--- Task to carry out ---
Reproduce only the lines of the records below, requests included, beginning at the line that contains "One marker per instance of the green" and ending after the line that contains "[(292, 461)]". In the answers, multiply every x and y coordinate by 1.75 and round to whole numbers, with halves rounded up. Leave the requests and their format samples unchanged.

**** Materials provided

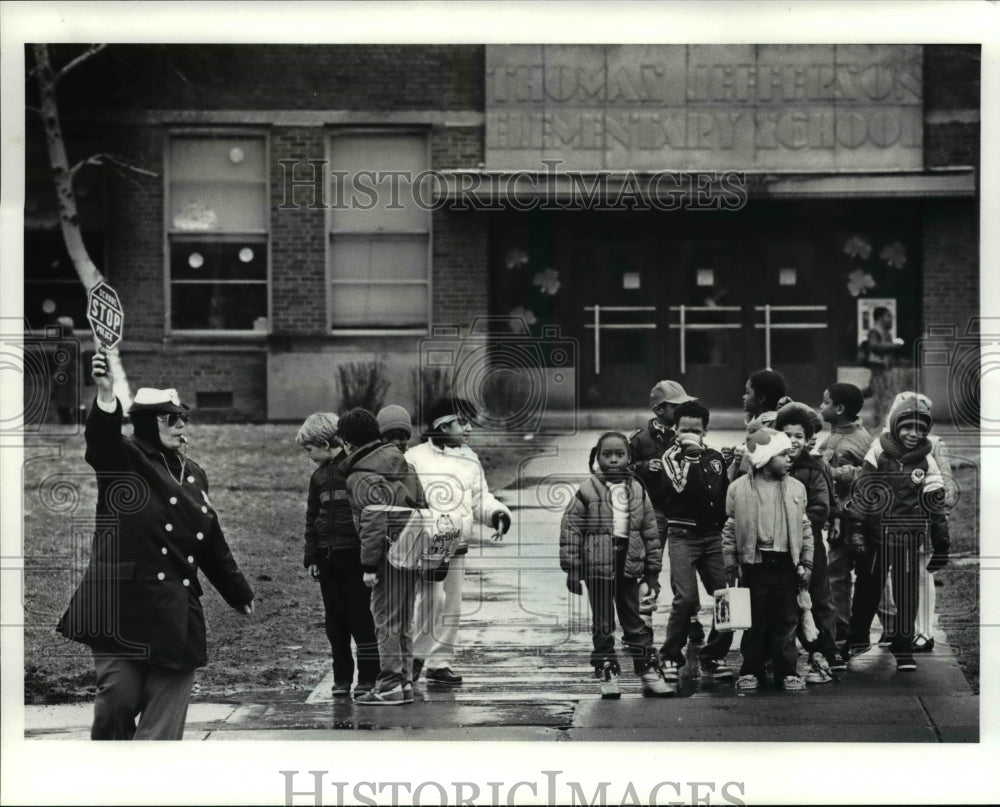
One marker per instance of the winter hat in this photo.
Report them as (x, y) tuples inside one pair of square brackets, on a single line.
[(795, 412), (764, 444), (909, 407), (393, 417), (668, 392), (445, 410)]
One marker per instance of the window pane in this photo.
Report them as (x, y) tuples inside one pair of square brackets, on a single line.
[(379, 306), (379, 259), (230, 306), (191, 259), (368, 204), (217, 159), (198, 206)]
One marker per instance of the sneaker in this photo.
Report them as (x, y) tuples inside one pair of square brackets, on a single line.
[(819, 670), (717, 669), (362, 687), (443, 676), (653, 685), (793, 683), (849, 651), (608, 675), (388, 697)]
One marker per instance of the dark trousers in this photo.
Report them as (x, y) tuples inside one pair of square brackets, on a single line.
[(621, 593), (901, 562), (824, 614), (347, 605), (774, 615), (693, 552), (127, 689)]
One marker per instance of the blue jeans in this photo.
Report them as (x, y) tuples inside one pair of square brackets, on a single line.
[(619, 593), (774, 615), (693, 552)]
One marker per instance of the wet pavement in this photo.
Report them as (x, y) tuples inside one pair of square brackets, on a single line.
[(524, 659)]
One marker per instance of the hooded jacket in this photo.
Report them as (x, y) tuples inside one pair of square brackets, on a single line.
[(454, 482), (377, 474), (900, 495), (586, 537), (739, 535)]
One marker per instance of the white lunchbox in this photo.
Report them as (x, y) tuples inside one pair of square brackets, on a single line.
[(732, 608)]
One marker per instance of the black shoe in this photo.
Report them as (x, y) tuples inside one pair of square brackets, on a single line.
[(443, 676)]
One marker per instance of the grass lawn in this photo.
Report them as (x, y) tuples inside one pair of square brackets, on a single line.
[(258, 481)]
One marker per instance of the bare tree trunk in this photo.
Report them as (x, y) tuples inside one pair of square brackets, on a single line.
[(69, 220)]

********
**** Materials provided

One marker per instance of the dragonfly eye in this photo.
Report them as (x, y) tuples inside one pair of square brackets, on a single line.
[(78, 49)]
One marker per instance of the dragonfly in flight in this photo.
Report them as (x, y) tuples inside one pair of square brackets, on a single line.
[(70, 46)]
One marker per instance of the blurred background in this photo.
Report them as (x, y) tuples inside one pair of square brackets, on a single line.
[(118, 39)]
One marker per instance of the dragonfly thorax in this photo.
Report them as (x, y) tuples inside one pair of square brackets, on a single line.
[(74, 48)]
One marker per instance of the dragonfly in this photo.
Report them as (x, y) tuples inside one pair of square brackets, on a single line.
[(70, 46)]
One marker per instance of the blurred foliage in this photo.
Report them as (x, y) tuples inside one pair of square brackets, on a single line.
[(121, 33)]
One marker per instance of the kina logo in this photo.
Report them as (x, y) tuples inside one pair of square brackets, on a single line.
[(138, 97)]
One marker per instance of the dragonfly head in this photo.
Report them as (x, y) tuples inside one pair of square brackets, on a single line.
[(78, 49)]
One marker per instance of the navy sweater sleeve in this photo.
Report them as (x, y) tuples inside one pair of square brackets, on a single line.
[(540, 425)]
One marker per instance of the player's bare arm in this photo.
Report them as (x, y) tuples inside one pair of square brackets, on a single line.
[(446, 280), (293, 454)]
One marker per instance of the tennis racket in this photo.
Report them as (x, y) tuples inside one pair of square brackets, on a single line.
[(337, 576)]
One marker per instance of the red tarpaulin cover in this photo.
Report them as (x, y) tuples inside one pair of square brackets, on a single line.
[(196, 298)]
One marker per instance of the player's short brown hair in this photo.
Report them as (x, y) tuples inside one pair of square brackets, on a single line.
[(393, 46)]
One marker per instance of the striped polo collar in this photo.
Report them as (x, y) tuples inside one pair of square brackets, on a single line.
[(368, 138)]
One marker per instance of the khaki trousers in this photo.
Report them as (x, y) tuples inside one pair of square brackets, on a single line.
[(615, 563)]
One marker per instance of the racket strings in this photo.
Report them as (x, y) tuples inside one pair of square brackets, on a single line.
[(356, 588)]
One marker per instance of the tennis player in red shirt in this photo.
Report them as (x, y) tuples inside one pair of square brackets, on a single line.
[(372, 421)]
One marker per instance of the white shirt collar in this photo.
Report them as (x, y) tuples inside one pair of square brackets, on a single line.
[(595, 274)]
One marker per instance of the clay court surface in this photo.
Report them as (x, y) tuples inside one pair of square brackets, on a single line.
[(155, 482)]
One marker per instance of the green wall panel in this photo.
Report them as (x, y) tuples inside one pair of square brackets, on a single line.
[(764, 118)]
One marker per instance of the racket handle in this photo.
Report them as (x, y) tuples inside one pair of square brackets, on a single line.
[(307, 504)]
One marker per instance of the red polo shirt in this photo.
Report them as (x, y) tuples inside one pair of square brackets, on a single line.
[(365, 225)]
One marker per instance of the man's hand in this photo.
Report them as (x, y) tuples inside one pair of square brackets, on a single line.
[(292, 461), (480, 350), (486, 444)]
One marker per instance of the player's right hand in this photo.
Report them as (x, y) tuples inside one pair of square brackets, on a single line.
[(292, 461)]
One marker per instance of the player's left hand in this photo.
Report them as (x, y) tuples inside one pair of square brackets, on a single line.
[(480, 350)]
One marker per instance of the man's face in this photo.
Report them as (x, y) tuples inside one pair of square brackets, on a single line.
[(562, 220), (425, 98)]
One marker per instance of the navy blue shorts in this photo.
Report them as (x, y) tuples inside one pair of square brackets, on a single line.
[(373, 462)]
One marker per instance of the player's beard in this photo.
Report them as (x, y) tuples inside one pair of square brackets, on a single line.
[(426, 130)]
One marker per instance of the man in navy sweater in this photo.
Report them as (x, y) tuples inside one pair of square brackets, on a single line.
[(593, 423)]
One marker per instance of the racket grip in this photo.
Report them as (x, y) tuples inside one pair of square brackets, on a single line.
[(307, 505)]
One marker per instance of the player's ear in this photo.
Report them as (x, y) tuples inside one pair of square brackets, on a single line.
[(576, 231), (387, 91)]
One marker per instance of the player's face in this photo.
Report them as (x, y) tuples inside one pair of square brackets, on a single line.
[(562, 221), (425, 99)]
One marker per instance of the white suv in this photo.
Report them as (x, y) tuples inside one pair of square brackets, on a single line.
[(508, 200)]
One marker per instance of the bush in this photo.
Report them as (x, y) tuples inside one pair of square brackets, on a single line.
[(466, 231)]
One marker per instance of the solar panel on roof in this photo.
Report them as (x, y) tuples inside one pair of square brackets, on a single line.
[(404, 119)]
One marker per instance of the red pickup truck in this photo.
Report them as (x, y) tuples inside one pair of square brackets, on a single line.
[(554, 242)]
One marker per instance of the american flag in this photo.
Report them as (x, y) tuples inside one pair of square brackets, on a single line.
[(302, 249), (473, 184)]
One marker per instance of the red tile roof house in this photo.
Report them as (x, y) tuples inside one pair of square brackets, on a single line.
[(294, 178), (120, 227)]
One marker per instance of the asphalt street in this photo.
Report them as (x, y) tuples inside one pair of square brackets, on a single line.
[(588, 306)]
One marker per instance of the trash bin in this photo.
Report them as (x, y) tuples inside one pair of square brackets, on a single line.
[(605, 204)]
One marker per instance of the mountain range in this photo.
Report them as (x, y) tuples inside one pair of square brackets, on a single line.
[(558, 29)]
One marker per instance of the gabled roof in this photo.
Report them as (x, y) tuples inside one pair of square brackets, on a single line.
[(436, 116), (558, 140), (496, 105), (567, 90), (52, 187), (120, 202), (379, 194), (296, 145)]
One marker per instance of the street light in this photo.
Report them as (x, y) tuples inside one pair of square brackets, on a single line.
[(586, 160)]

********
**** Materials provided

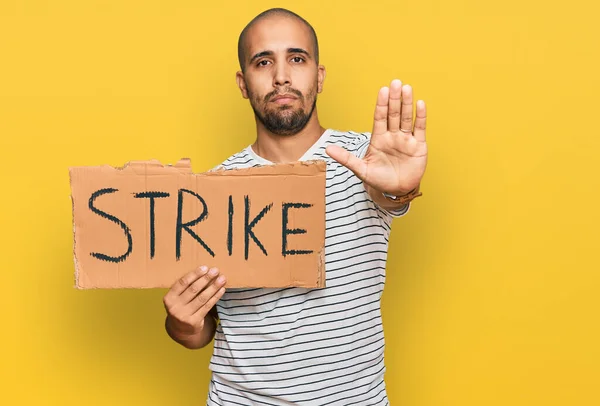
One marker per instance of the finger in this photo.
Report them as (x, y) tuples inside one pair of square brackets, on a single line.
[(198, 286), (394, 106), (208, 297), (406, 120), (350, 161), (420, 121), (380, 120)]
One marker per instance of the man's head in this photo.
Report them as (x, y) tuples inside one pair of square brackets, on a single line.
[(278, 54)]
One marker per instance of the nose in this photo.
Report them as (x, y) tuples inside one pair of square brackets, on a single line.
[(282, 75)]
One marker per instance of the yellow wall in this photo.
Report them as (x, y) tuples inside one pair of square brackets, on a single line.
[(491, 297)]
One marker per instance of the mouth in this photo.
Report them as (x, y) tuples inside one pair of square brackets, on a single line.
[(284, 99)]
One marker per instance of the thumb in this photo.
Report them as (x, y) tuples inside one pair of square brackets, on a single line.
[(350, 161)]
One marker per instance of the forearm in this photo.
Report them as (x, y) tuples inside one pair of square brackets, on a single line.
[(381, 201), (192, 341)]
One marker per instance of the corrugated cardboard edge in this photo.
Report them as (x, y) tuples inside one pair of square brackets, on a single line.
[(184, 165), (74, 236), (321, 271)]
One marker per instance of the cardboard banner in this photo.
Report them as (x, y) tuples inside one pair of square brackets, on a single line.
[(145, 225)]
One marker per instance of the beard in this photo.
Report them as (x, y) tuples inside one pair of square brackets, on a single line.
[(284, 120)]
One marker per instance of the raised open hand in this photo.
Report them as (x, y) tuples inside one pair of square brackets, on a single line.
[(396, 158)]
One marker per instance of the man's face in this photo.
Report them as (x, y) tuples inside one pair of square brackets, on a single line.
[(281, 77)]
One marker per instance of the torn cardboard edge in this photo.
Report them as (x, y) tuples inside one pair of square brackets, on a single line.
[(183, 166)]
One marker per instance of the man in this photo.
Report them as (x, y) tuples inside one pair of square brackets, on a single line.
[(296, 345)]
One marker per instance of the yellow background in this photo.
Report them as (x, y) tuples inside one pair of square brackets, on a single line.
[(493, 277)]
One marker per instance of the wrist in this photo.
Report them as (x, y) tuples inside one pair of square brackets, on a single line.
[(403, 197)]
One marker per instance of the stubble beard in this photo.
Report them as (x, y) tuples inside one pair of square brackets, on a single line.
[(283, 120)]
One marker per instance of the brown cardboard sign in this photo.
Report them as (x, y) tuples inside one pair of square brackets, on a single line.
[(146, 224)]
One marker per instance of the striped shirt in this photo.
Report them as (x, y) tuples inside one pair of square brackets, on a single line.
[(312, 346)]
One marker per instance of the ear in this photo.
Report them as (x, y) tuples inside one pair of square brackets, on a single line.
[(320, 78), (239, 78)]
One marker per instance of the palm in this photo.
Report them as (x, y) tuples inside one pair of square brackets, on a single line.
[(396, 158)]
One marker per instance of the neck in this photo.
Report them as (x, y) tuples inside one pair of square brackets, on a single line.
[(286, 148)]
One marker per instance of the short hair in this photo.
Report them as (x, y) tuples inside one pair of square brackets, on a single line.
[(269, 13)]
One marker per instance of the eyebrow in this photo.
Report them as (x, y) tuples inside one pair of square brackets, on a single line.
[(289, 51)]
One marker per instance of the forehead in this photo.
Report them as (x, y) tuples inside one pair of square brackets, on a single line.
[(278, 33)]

********

--- Result of this task ---
One marker per instance of the green wall panel in this photo.
Report them as (x, y) tuples inside one pair of square brackets, on a single line.
[(1337, 207)]
One marker per instance of the racket handle in this photo.
Report them as (x, y) tuples inside one pair of square brackets, on a single line.
[(537, 882)]
One marker per instance of the red polo shirt in this photo.
Report them as (x, y) tuples inside one pair of square brackets, on a single line.
[(639, 394)]
One marker per instance of the man's hand in this photo.
Report them as (x, y) tuples inside one pair of square brackets, on a single line.
[(511, 807), (840, 613), (851, 777)]
One marker per instance of the player's right hand in this photo.
Report them as (x, y) tuples inside one pair of square brackets, on a single line.
[(511, 807)]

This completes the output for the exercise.